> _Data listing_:
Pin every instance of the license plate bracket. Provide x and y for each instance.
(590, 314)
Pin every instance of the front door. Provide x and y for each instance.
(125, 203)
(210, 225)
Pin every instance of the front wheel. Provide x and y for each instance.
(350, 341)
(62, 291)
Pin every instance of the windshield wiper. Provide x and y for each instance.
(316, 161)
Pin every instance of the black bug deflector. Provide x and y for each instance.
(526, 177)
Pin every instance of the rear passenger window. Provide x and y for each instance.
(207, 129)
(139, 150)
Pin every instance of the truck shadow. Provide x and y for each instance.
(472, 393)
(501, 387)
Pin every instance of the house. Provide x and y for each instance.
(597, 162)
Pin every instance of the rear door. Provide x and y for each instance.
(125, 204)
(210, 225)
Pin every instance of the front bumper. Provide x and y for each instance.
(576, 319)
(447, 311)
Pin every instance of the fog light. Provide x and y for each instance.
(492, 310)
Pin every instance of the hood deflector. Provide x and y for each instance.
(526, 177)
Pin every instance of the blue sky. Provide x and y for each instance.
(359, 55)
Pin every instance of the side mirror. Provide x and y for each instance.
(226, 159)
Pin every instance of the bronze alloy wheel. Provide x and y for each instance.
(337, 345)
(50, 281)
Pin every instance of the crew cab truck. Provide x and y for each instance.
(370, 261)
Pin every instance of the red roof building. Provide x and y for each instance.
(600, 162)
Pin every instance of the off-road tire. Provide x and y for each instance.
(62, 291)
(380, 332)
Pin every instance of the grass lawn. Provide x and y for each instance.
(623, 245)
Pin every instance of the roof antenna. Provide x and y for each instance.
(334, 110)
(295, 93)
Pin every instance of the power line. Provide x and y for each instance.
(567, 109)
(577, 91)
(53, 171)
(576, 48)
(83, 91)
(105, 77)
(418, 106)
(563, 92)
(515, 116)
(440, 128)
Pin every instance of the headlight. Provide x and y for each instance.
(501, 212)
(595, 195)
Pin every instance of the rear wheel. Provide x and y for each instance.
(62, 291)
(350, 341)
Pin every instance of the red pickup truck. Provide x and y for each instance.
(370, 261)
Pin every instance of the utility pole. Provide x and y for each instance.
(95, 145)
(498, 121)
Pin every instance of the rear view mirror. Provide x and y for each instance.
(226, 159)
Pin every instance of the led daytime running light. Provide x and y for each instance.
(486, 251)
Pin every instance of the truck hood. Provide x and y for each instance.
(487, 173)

> _What is required_: Turn every line of the data listing above into a numbered list, and skip any blank lines.

> _Final result_:
1. Pin every instance of the license plate bracket. Provide x and y for each instance.
2. (590, 314)
3. Pin every instance of the front door. Provide x and y for each instance.
4. (125, 203)
5. (210, 225)
6. Pin every instance of the front wheel. Provide x and y for each instance.
7. (350, 341)
8. (62, 291)
9. Pin every instance of the windshield wiper. Provide x and y for each instance.
10. (316, 161)
11. Pin every instance of the black bug deflector. Provide x and y for each instance.
12. (526, 177)
13. Pin every instance of the rear passenger window. Provide x and y for each instance.
14. (207, 129)
15. (139, 150)
16. Pin every instance of the truck shadow. Provide x and y for each instance.
17. (472, 393)
18. (501, 387)
19. Pin every instance of the house. Provide x and y for each instance.
20. (597, 162)
21. Pin every instance of the rear door. Provide x and y for each instance.
22. (125, 204)
23. (210, 225)
24. Pin every instance of the front bumper. Provide x and y for each instance.
25. (576, 319)
26. (447, 311)
27. Pin every instance of the fog light. Provide x and y for each instance.
28. (492, 310)
29. Pin every instance of the hood deflector. Provide x and y for each instance.
30. (526, 177)
31. Pin every instance of the blue sky. Provide x and y for each instance.
32. (359, 55)
33. Pin every instance of the side mirror. Provide x and y for each instance.
34. (226, 159)
35. Pin every instance of the bronze alloy wheel. Provide x and y for each instance.
36. (337, 345)
37. (50, 281)
38. Pin every instance of the crew cab truck. Provide x and y for each instance.
39. (370, 261)
40. Pin every instance of the red roof building. Provide x and y for each instance.
41. (600, 162)
42. Pin every instance of the off-road tire. Provide x and y for each instance.
43. (62, 291)
44. (380, 332)
45. Pin every instance of the grass lawn. Provide x and y for each instance.
46. (623, 245)
47. Pin every instance of the roof antenna. Provide x and y for each instance.
48. (334, 110)
49. (295, 93)
50. Pin every instance of the power line. Provide x and y for each instance.
51. (567, 109)
52. (577, 91)
53. (53, 171)
54. (576, 48)
55. (83, 91)
56. (105, 77)
57. (418, 106)
58. (563, 92)
59. (515, 116)
60. (440, 128)
61. Pin every instance of the headlight. Provide x and y for each instance.
62. (501, 212)
63. (595, 195)
64. Pin every instance of the rear wheel. Provide x and y for each instance.
65. (62, 291)
66. (350, 341)
67. Pin every instance of the red pickup truck. Provide x and y for each instance.
68. (370, 261)
69. Pin every instance of the utility pole. Provide x and y for each instance.
70. (95, 145)
71. (498, 121)
72. Pin every instance of the rear view mirror. Provide x and y for each instance.
73. (226, 159)
74. Pin every instance of the led daytime running light. Provide x and y for each instance.
75. (486, 251)
76. Pin every instance of the truck hood. Provide x and y for each instance.
77. (487, 173)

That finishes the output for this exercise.